(Photo-based referring expression data)
---+---

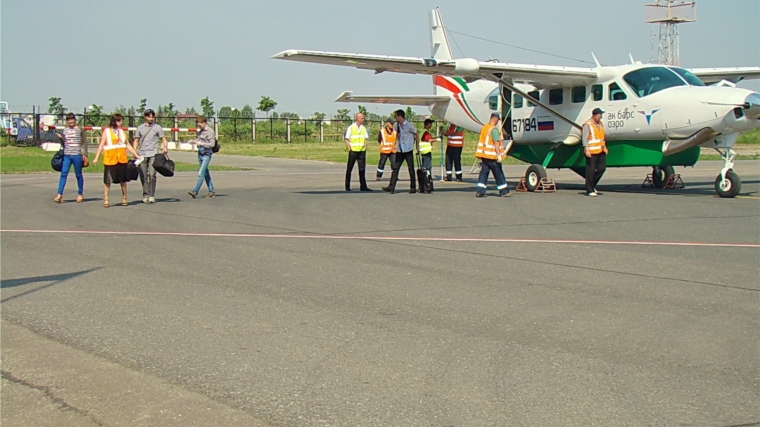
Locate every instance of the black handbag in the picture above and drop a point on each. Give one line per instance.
(57, 161)
(163, 164)
(133, 171)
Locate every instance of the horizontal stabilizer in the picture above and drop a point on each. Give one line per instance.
(422, 100)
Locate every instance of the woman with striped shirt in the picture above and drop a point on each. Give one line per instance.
(72, 155)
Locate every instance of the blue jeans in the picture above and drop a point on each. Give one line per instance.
(204, 157)
(67, 162)
(488, 165)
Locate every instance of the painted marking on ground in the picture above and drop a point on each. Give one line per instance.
(387, 238)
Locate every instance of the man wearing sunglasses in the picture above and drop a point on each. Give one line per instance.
(146, 139)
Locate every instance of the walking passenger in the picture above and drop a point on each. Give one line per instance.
(407, 142)
(490, 153)
(72, 155)
(205, 140)
(595, 149)
(146, 139)
(114, 146)
(387, 140)
(356, 142)
(455, 141)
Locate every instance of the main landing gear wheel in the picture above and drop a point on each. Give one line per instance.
(661, 175)
(729, 187)
(533, 176)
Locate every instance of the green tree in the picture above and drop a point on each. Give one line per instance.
(266, 104)
(207, 107)
(56, 107)
(143, 105)
(342, 114)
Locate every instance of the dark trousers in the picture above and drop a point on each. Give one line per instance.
(595, 167)
(384, 158)
(354, 157)
(454, 156)
(400, 159)
(488, 165)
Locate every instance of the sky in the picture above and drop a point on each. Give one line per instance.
(115, 53)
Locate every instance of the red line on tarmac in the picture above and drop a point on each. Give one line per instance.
(388, 238)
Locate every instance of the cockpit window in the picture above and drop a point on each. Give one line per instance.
(688, 76)
(649, 80)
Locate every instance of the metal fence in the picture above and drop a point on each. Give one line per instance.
(38, 128)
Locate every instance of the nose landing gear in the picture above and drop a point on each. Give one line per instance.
(727, 184)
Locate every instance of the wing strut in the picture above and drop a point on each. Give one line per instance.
(537, 102)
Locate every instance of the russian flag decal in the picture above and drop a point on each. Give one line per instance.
(548, 125)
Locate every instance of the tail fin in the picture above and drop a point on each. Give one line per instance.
(439, 41)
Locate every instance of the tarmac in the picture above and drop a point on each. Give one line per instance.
(286, 301)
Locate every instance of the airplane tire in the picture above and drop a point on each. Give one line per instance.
(533, 176)
(661, 175)
(730, 187)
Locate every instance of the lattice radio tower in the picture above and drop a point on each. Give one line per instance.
(668, 14)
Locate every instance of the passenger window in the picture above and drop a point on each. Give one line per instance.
(616, 94)
(579, 94)
(598, 91)
(517, 101)
(556, 96)
(534, 94)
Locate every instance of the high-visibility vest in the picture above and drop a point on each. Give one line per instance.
(457, 138)
(115, 150)
(388, 144)
(596, 142)
(486, 147)
(426, 146)
(357, 137)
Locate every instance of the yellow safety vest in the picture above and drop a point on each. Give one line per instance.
(486, 147)
(596, 142)
(426, 146)
(115, 152)
(388, 144)
(357, 137)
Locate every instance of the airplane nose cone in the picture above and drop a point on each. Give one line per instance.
(752, 106)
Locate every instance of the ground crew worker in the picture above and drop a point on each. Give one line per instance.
(407, 141)
(490, 153)
(387, 139)
(356, 137)
(595, 149)
(454, 143)
(426, 151)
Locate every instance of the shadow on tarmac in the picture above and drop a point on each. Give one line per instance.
(54, 278)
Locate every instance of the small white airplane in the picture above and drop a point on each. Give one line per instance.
(655, 115)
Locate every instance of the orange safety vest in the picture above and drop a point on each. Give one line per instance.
(596, 142)
(388, 144)
(486, 147)
(115, 152)
(457, 138)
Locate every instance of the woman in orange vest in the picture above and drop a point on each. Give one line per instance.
(113, 145)
(595, 149)
(490, 154)
(387, 140)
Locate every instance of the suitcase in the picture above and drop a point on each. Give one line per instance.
(424, 178)
(163, 165)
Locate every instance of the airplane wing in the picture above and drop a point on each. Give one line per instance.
(539, 75)
(423, 100)
(736, 74)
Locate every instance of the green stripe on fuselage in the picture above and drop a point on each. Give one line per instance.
(621, 154)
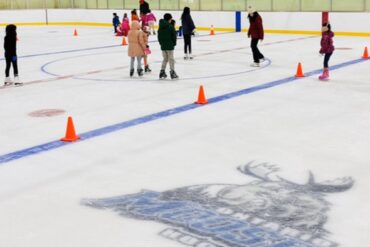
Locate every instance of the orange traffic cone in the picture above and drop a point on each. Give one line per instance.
(70, 132)
(124, 41)
(366, 53)
(299, 71)
(201, 97)
(212, 31)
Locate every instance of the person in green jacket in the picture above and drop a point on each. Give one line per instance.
(167, 39)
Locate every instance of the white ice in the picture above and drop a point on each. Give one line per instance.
(301, 126)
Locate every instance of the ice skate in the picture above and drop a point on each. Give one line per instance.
(162, 75)
(255, 65)
(17, 82)
(147, 69)
(7, 81)
(173, 75)
(140, 72)
(324, 76)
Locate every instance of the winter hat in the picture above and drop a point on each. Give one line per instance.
(167, 16)
(251, 9)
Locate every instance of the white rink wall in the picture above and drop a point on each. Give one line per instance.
(297, 21)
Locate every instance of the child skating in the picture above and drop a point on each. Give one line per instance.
(327, 49)
(167, 40)
(10, 47)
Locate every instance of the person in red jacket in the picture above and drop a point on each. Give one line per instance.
(255, 32)
(327, 49)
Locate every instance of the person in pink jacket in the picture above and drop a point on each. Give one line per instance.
(125, 25)
(327, 49)
(136, 47)
(150, 18)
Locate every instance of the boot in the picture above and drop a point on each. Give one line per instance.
(162, 74)
(147, 69)
(325, 75)
(173, 74)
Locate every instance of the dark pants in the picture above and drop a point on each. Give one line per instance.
(326, 59)
(10, 62)
(187, 43)
(257, 55)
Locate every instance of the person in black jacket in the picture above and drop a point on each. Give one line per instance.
(187, 30)
(10, 47)
(144, 7)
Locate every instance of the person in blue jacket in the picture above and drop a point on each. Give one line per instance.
(116, 22)
(187, 30)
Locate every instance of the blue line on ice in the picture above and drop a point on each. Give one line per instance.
(155, 116)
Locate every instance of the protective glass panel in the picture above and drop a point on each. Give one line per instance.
(286, 5)
(115, 4)
(65, 4)
(233, 5)
(153, 4)
(80, 4)
(210, 5)
(260, 5)
(17, 4)
(345, 5)
(316, 5)
(36, 4)
(169, 4)
(102, 4)
(192, 4)
(132, 4)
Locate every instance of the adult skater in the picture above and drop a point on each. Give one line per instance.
(187, 30)
(144, 7)
(255, 32)
(10, 47)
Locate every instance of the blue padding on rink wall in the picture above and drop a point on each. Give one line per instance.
(163, 114)
(238, 21)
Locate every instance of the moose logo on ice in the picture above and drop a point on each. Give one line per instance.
(270, 211)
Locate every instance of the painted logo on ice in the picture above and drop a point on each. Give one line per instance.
(269, 211)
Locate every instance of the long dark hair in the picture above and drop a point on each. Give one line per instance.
(185, 13)
(11, 30)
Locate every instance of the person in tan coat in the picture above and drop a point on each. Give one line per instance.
(137, 43)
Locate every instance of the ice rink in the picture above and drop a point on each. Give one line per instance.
(172, 165)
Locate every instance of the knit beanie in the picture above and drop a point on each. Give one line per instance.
(167, 16)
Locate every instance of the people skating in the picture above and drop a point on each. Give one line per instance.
(256, 33)
(144, 7)
(136, 47)
(125, 25)
(167, 40)
(327, 49)
(188, 27)
(115, 22)
(147, 51)
(151, 19)
(10, 47)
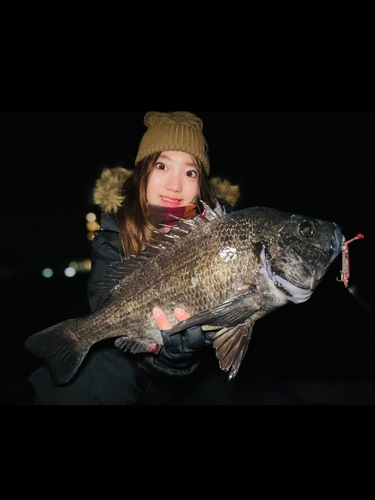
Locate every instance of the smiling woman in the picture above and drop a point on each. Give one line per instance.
(174, 181)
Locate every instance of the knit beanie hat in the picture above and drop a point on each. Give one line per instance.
(178, 131)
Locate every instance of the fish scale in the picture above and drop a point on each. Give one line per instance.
(226, 273)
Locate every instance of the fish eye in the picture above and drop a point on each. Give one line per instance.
(306, 229)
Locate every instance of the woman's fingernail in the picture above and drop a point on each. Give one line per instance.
(156, 312)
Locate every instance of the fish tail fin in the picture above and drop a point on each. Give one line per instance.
(61, 348)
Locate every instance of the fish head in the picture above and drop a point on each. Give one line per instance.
(296, 252)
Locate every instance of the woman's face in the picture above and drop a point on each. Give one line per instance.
(174, 180)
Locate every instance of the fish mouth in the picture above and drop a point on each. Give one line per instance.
(281, 285)
(337, 242)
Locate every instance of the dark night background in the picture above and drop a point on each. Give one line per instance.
(314, 163)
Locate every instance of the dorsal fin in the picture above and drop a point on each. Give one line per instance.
(124, 269)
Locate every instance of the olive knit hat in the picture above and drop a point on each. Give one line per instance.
(178, 131)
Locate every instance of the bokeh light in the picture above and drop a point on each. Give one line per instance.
(70, 272)
(47, 272)
(90, 217)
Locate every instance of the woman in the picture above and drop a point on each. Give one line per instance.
(170, 178)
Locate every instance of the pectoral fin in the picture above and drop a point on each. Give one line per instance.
(230, 313)
(231, 345)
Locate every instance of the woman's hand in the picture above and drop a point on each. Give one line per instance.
(162, 320)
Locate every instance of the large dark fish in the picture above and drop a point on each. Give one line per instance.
(226, 273)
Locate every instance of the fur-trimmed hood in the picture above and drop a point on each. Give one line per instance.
(107, 192)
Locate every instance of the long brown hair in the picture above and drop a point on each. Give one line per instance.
(135, 227)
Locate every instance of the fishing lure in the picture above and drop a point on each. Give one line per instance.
(345, 272)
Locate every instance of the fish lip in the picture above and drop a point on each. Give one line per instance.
(337, 242)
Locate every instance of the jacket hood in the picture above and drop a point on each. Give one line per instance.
(107, 191)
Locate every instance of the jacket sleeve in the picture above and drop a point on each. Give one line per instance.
(105, 250)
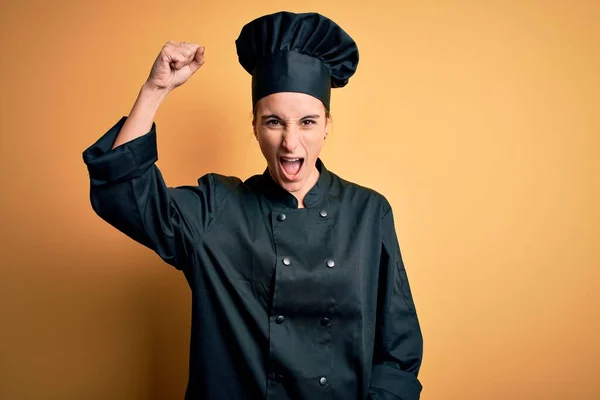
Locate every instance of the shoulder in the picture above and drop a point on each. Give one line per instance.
(363, 196)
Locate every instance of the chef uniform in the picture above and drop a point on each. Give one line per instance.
(287, 302)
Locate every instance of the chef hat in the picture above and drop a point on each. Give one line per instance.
(287, 52)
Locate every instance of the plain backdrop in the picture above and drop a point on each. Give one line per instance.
(478, 120)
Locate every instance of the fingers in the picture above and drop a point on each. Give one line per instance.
(180, 54)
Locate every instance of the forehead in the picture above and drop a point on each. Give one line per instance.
(290, 105)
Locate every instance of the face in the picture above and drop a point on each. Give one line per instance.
(291, 130)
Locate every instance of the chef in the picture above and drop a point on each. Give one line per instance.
(299, 290)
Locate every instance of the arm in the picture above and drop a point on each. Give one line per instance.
(398, 340)
(127, 191)
(126, 187)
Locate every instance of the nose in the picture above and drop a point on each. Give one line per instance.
(290, 140)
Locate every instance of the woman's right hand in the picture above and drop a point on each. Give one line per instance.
(175, 64)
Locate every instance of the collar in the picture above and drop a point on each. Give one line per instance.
(279, 195)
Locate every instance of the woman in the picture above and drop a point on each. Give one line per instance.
(298, 286)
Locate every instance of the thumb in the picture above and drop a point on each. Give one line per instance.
(198, 60)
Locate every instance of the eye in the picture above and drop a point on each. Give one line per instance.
(273, 122)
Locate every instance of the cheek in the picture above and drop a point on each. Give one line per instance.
(268, 143)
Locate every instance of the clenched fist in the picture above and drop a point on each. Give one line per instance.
(174, 65)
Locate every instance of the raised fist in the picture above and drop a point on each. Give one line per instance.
(176, 62)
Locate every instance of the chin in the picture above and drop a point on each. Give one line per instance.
(291, 186)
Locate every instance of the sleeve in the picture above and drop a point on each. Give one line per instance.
(398, 341)
(127, 191)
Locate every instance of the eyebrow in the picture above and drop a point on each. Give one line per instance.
(278, 117)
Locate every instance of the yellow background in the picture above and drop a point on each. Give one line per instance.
(478, 120)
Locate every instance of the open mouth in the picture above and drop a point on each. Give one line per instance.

---+---

(WHAT IS EXPECTED)
The lines from the one containing "Locate every instance of the sleeve" through the last line of the records are the answer; set them down exactly and add nothing.

(TASK ANSWER)
Locate every instance of the sleeve in the picture above and drop a point on each. Give one line per instance.
(398, 341)
(127, 191)
Locate every instance of the eyebrow in the picture above and drop a point on each. Give one line per instance.
(278, 117)
Locate every instance of the yellow background in the picture above and drop a point on each. Give one line per instance.
(478, 120)
Locate every instance of the open mouth in the picture above and drop a point on each. Give one line per instance.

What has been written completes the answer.